In addition to bug fixing, these improvements to the md_plot pack-age are planned:

• Close the performance gap to the R version
• Reimplementation of dip-test based on diptest R package (uni-dip is using Monte Carlo simulations to compute the p-values, but this is not the default behavior of the diptest in R)

## Python Tutorial¶

### Introduction¶

In data analysis of industrial topics such as the quality assurance of production facilities or the analysis of customer behavior, we constantly encounter univariate distributions of all kinds. From unimodal Gaussians to symmetric or skewed distributions to multimodal distributions It is of immense importance to determine the exact shape of the distribution in order to be able to select the correct further analysis steps and to be able to draw correct conclusions. Of special interest is the question, whether the given empirical distribution is composed of two or more distinct subsets of data points. Such subsets give hints to the existence of different states of the data producing process, such as, for example, healthy vs. sick patients or the existence of different diseases or treatments.

**TASKS AND EXERCISES:**
**a.** Rewrite the md_plot text between "In data analysis" and "diseases or treatments.", inclusive, substituting "supplier performance" for "customer behavior".
**b.** Continue the md_plot text past its final sentence.

**COLLECTED DATA:**

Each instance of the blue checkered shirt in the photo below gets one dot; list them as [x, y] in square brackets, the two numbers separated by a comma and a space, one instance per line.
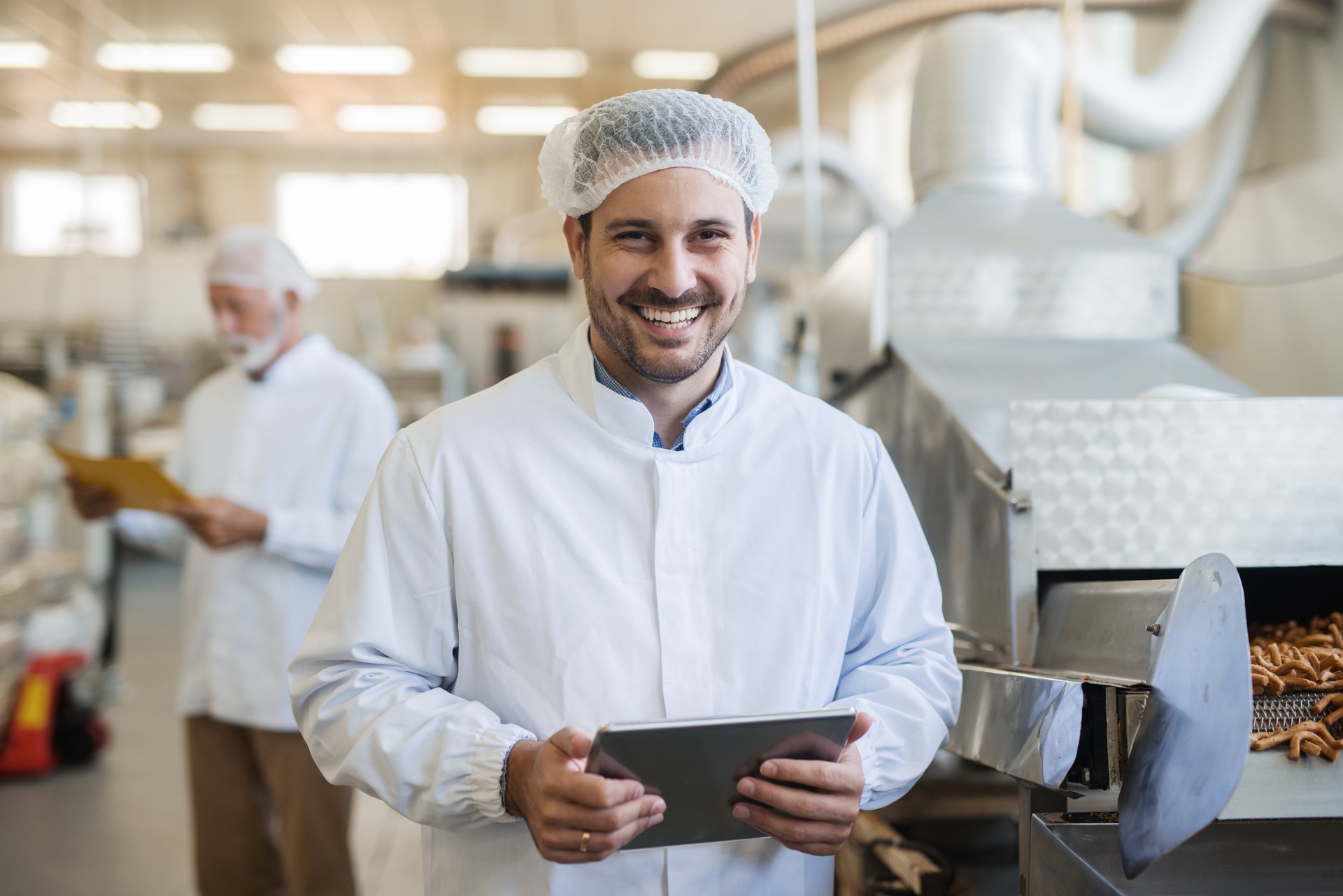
[720, 386]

**RESULTS:**
**a.**
In data analysis of industrial topics such as the quality assurance of production facilities or the analysis of supplier performance, we constantly encounter univariate distributions of all kinds. From unimodal Gaussians to symmetric or skewed distributions to multimodal distributions It is of immense importance to determine the exact shape of the distribution in order to be able to select the correct further analysis steps and to be able to draw correct conclusions. Of special interest is the question, whether the given empirical distribution is composed of two or more distinct subsets of data points. Such subsets give hints to the existence of different states of the data producing process, such as, for example, healthy vs. sick patients or the existence of different diseases or treatments.

**b.**
Conventional visualization methods of univariate probability density distributions have problems in the distinction of uniform versus multi-modal distributions and in visualizing capped skewed distributions correctly. With the mirrored density plot, a visualization method more suit-able for these applications was postulated [Thrun/Ultsch, 2019] in the programming language R, which is now extended to python.

The Python package md_plot is an implementation of the MD-Plot function of the R package DataVisualizations on CRAN [Thrun/Ultsch, 2018]. The use of the package is described in this technical report.

### Basic Usage¶

#### Inbuild Samples¶

The md_plot package offers several samples to make getting started using the MD-Plot easier. To do this, call the function load_examples, which returns a dictionary. This dictionary contains several keys, which each provide access to a single pandas dataframe.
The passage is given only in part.